# [Prompt 1]
In the comic review, what is the title of the main story in the 80-page anniversary issue?
# [Prompt 2]
Carry on the comic review of Detective Comics #19 from its last sentence.

# [Document excerpt]
= Beginning of Section =

Comic Reviews: Detective Comics #19 and Deadpool #7!
In a different world, this would be Detective Comics # 900. However, since the DC universe relaunched only a year and a half ago, they won’t renumber, even for something as monumental as a 900th issue. So instead, we have this special 80-page anniversary issue, with a main story cleverly titled “The 900”. While this may continue some plot threads from John Layman and Jason Fabok’s “Emperor Penguin” story, the focus is primarily on the New 52 appearance of Kirk and Francine Langstrom, and whenever the Langstroms are present, Bat-fans know to expect an appearance from Man-Bat at some point.

= End of Section =

# [Supplied records]

= Beginning of Section =

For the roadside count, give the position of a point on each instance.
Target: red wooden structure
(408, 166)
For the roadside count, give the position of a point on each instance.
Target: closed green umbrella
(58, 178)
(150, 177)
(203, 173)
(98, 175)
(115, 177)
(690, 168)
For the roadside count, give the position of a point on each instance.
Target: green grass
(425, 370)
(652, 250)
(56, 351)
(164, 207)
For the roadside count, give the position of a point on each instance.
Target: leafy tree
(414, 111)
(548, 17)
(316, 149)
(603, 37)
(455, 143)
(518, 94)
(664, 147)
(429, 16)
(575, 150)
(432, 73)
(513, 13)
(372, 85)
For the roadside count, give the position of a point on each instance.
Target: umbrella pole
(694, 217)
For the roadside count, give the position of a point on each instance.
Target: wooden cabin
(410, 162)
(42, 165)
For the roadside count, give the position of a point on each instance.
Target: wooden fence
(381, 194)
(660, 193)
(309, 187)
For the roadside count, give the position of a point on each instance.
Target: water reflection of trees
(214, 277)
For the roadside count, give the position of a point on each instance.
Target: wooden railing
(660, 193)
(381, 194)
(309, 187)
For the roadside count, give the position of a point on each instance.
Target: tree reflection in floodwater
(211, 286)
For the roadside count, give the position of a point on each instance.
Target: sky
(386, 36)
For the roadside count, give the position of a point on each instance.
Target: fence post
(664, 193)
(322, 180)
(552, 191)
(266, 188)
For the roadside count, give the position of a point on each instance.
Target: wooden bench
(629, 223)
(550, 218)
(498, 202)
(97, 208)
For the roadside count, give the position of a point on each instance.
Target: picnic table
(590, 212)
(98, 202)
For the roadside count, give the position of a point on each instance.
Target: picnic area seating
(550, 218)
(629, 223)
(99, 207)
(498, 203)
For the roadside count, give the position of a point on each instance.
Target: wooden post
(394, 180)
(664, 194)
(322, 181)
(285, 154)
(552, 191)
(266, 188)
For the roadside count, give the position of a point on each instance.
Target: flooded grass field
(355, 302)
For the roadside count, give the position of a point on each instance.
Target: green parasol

= End of Section =

# [Result 1]
“The 900”

# [Result 2]
Layman’s main story is a fun done-in-one involving the citizens of “The 900”, a residential area in Gotham. After a mysterious air-borne virus starts turning citizens into bat creatures, Batman flies in to investigate. Like with his previous issues of Detective, Layman’s voice with Batman is phenomenal, and there’s even a great touch on the status of Batman and his allies post “Death Of The Family” (which may be the only reference we’ll get from those events for some time). After subduing some transformed citizens and determining the cause of the virus to be Talia, Batman runs across Batwoman, who’s in the process of escorting the Langstroms through the city so that Kirk can administer the cure. After explaining that his serum had been stolen from him by some mysterious thief, Kirk then injects himself with a special version of the serum that acts as an airborne antidote. However, the catch is that it turns him into a monstrous creature with no hope of being turned back into a human.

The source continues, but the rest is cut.